CONSIGNE: Reprenez l'entretien avec Ichiro Abe sur le judo et poursuivez-le après sa dernière phrase.

Le 28 novembre 1951, il débarquait en France pour la promotion du judo

Il y a tout juste soixante-deux ans, un certain Ichiro Abe posait ses valises en France, dans le but de promouvoir le judo en Europe. Cette entrevue, réalisée en 2003 par Patrick Roux et Yves Cadot, représentant l’Ecole Française de Judo au Japon, témoigne de la pensée originale de celui qui restera l’une des sources les plus vives et les plus pures du judo dans notre pays comme en Europe. Discussion avec une légende.

© Le Judo – Michel Brousse – Editions Liber / Monsieur Ichiro Abe.

Education « Budo » obligatoire

Dans notre pays, le Japon, on a une éducation physique obligatoire, mais aussi une éducation « Budo ». C’est-à-dire que l’on avait à choisir entre le judo ou le kendo. Aujourd’hui, ce n’est plus tout à fait le même système et je crois que c’est dommage parce que même chez nous on voit des délits, des jeunes qui ne savent pas comment se comporter. Le judo a une grande valeur éducative et, même de nos jours, les pratiquants de judo au Japon ne se font pas remarquer par de mauvaises attitudes. C’est pourquoi, je me demande si ce ne serait pas une bonne chose si on faisait en sorte que, systématiquement, dans les écoles, tous les enfants fassent du judo. Mais c’est aux divers systèmes éducatifs de décider de ce genre de chose…

Mon premier dan à la mort de Jigoro Kano

J’ai commencé le judo à l’âge de 12 ans. J’avais un très bon professeur, Monsieur Sato, un 6e dan. Il sortait d’une école spécialisée dans l’enseignement, l’Ecole Normale Supérieure de Tokyo et m’a donné une grande passion pour le judo. Il nous enseignait les techniques de façon statique puis en déplacement, en s’attachant à nous montrer comment les déplacements pouvaient permettre d’obtenir l’opportunité de projeter. J’étais fasciné… Mais en randori, je n’arrivais pas à appliquer ce que l’on nous apprenait ! Il m’a fallu deux ans pour commencer à sentir les mouvements en randori. Après je ne me suis plus arrêté et, par admiration pour Monsieur Sato, j’ai fait aussi l’Ecole Normale Supérieure de Tokyo. Au moment où je passais mon premier dan, Jigoro Kano est mort [En 1938, ndlr]. Il n’a pas signé mon diplôme, sur lequel il y a marqué simplement « Kodokan », ce qui sera le cas après moi pour tous les nouveaux ceintures noires pendant deux ans. Je ne l’ai jamais connu.

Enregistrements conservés
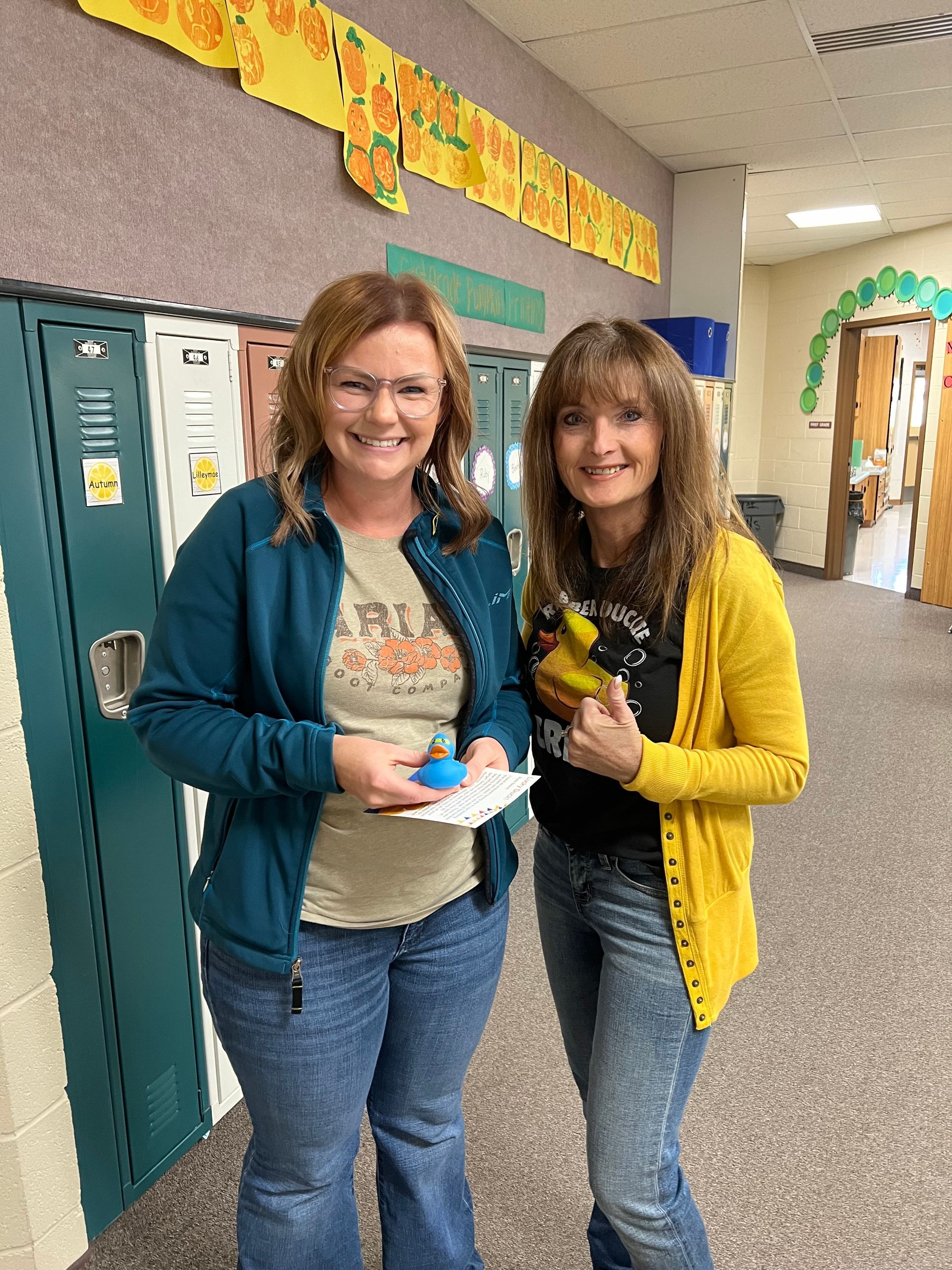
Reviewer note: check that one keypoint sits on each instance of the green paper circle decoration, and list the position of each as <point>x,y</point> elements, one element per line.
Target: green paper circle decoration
<point>926,293</point>
<point>905,287</point>
<point>846,305</point>
<point>866,293</point>
<point>887,281</point>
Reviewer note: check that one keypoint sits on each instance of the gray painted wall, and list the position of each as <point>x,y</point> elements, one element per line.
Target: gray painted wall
<point>126,167</point>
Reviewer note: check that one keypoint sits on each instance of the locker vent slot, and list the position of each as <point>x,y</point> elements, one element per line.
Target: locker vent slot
<point>99,429</point>
<point>163,1100</point>
<point>200,418</point>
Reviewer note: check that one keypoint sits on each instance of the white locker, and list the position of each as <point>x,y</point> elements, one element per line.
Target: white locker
<point>198,450</point>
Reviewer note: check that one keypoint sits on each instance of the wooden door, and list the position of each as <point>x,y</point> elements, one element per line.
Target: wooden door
<point>874,391</point>
<point>937,571</point>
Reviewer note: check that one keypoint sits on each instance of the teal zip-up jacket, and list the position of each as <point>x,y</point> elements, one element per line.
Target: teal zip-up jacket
<point>232,699</point>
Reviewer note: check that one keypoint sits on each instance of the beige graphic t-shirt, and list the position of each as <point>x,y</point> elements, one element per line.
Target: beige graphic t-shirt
<point>394,674</point>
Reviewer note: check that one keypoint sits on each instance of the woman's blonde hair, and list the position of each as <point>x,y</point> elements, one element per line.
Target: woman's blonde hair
<point>691,500</point>
<point>342,314</point>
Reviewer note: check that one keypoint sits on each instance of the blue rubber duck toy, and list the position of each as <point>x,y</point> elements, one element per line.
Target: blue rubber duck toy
<point>442,771</point>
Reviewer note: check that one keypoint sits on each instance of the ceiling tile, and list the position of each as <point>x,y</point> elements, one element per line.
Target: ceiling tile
<point>749,128</point>
<point>691,97</point>
<point>905,143</point>
<point>769,158</point>
<point>535,19</point>
<point>746,35</point>
<point>918,207</point>
<point>900,191</point>
<point>829,177</point>
<point>922,168</point>
<point>892,67</point>
<point>848,14</point>
<point>809,200</point>
<point>914,110</point>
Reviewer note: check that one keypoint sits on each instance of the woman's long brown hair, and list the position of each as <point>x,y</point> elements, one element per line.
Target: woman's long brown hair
<point>341,316</point>
<point>691,500</point>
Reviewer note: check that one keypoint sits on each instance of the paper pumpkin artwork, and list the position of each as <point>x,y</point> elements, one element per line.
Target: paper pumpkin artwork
<point>371,123</point>
<point>499,149</point>
<point>285,51</point>
<point>198,28</point>
<point>543,202</point>
<point>437,139</point>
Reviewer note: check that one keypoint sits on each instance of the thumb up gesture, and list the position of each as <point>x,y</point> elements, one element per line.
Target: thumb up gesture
<point>606,741</point>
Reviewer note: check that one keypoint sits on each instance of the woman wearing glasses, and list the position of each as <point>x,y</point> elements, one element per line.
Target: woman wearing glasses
<point>319,628</point>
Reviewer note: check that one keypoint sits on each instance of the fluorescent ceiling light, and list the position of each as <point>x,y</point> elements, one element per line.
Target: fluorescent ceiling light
<point>835,216</point>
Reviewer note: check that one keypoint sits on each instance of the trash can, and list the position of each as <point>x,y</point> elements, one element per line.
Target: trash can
<point>763,513</point>
<point>855,518</point>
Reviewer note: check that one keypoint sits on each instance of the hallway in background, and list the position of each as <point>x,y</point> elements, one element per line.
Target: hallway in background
<point>815,1139</point>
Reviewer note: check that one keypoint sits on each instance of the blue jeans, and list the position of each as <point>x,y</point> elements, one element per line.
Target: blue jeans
<point>633,1048</point>
<point>391,1019</point>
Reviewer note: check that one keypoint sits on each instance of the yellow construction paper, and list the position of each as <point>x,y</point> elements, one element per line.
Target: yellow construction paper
<point>286,56</point>
<point>543,202</point>
<point>371,120</point>
<point>499,149</point>
<point>436,128</point>
<point>198,28</point>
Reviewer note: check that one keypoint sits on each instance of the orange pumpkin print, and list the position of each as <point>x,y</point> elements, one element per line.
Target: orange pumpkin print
<point>384,167</point>
<point>359,168</point>
<point>447,114</point>
<point>384,108</point>
<point>157,10</point>
<point>281,16</point>
<point>409,88</point>
<point>357,126</point>
<point>494,141</point>
<point>314,31</point>
<point>249,54</point>
<point>479,134</point>
<point>201,22</point>
<point>412,140</point>
<point>429,102</point>
<point>352,62</point>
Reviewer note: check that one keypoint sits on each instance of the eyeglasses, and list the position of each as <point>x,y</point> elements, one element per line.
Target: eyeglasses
<point>414,395</point>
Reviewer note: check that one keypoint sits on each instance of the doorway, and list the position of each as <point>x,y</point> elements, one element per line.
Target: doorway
<point>881,403</point>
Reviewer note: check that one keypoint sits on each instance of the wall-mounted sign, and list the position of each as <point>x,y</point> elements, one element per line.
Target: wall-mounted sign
<point>472,294</point>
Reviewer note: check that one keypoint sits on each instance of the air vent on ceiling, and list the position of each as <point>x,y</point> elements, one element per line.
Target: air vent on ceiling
<point>888,33</point>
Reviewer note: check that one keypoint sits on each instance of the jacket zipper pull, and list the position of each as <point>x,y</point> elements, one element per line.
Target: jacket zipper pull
<point>298,988</point>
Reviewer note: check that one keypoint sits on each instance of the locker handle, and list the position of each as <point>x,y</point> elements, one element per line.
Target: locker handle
<point>117,667</point>
<point>513,540</point>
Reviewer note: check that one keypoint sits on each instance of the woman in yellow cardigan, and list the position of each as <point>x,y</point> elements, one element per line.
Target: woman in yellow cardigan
<point>665,701</point>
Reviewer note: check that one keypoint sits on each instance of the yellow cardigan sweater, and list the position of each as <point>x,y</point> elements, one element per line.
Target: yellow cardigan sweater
<point>739,738</point>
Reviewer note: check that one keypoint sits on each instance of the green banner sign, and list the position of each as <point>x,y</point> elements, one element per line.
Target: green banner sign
<point>472,294</point>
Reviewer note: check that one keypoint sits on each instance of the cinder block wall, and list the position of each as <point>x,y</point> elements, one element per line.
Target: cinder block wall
<point>41,1218</point>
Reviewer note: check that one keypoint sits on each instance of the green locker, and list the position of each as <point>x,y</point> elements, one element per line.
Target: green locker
<point>135,1062</point>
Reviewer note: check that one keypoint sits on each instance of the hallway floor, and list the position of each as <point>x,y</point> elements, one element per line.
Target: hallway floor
<point>818,1135</point>
<point>883,550</point>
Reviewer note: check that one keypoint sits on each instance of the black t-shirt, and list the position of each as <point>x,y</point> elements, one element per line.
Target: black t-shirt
<point>570,658</point>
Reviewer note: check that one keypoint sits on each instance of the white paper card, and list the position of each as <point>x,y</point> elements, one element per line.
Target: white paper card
<point>474,806</point>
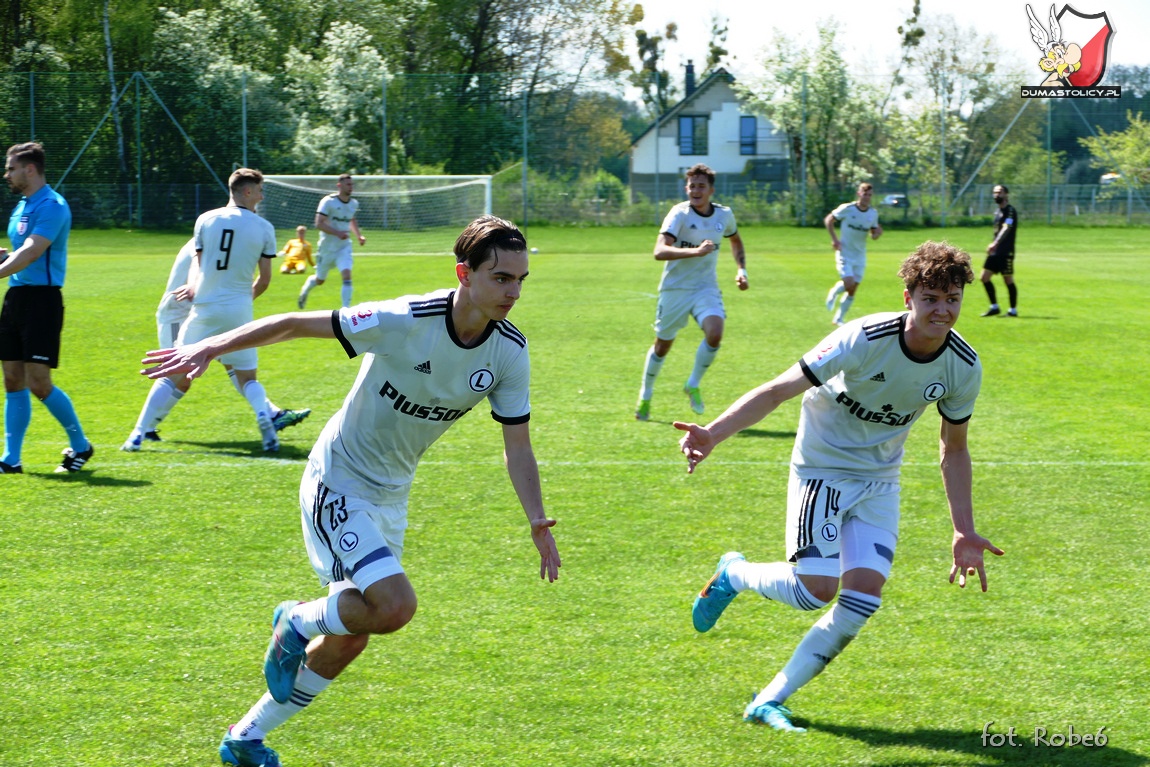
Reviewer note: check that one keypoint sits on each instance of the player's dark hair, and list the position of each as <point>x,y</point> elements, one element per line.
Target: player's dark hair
<point>28,153</point>
<point>700,169</point>
<point>478,240</point>
<point>244,177</point>
<point>936,266</point>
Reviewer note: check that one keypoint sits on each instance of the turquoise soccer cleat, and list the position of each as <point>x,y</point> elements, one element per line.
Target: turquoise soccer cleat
<point>715,595</point>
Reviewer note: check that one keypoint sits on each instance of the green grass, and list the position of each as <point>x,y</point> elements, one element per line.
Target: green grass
<point>136,596</point>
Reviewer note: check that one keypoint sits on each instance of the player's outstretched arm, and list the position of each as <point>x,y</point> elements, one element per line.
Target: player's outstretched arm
<point>193,359</point>
<point>523,470</point>
<point>748,409</point>
<point>967,546</point>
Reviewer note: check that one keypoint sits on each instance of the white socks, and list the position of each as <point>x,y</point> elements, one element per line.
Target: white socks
<point>267,714</point>
<point>844,306</point>
<point>650,373</point>
<point>774,581</point>
<point>161,398</point>
<point>821,644</point>
<point>312,619</point>
<point>704,355</point>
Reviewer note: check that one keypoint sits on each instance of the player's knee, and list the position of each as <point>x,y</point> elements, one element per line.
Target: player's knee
<point>392,614</point>
<point>823,589</point>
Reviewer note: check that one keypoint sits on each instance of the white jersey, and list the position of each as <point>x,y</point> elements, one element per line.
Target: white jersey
<point>339,217</point>
<point>867,393</point>
<point>690,228</point>
<point>170,311</point>
<point>856,228</point>
<point>231,240</point>
<point>415,381</point>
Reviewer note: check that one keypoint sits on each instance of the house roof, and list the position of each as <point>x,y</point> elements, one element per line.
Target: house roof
<point>719,75</point>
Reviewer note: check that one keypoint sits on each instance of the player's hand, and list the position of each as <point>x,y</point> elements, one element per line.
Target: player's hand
<point>696,445</point>
<point>967,551</point>
<point>549,553</point>
<point>191,361</point>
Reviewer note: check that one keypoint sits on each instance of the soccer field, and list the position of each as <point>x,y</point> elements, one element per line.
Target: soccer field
<point>138,593</point>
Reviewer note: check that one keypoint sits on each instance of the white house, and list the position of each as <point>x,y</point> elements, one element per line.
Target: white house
<point>708,125</point>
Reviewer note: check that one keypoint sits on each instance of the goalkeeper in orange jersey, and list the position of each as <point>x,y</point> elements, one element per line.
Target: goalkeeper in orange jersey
<point>297,254</point>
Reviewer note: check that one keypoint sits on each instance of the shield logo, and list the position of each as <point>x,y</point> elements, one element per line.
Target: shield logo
<point>1093,33</point>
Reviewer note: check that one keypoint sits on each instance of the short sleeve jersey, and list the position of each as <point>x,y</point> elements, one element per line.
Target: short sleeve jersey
<point>169,307</point>
<point>856,228</point>
<point>339,217</point>
<point>47,215</point>
<point>231,240</point>
<point>868,391</point>
<point>1006,216</point>
<point>690,228</point>
<point>415,381</point>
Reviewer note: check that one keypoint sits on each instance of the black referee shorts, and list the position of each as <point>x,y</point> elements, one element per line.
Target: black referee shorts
<point>31,321</point>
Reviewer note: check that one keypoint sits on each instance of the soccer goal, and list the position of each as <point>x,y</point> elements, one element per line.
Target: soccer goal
<point>435,206</point>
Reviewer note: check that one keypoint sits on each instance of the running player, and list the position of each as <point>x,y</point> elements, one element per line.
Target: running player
<point>858,219</point>
<point>32,317</point>
<point>689,288</point>
<point>297,253</point>
<point>335,219</point>
<point>863,388</point>
<point>428,360</point>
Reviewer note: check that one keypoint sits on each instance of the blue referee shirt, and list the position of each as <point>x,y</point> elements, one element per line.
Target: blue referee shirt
<point>46,214</point>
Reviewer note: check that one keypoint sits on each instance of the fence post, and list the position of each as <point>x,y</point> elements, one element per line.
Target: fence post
<point>243,110</point>
<point>139,160</point>
<point>526,107</point>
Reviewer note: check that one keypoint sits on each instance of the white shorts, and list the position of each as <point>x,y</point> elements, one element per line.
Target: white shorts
<point>676,306</point>
<point>834,526</point>
<point>349,538</point>
<point>339,260</point>
<point>850,266</point>
<point>169,319</point>
<point>208,320</point>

RÉSULTAT FINAL:
Mon arrivée en France

Un club de Toulouse, le Shudokan, avait envoyé une demande pour faire venir un expert du Kodokan en France. J’ai donc été missionné chez vous à la suite de cette demande et, une fois sur place, en 1951, je me suis consacré à satisfaire ce club et ceux qui sont venus me voir, en montrant tout ce que je pouvais montrer du judo et en m’attachant à en faire sentir la subtilité technique et la dimension éducative. Je me souviens bien de mon arrivée à Marseille, où Messieurs Lasserre, les responsables du club toulousain, étaient venus me chercher à l’arrivée de mon bateau. On m’interrogeait beaucoup. Quelqu’un m’a même demandé si on pouvait faire tomber les oiseaux des arbres – il me montrait des moineaux sur une branche – en poussant un kiai ! Cela m’a un peu fait sourire, mais pas tellement. Je me disais surtout qu’il y avait beaucoup d’envie, beaucoup de passion et de curiosité pour le judo, que le questionnement allait loin. Malheureusement, cela a cessé très vite quand le judo est devenu sport olympique. J’ai ensuite quitté la France pour la Belgique et, de là, j’ai diffusé le judo par des stages dans la plupart des pays d’Europe.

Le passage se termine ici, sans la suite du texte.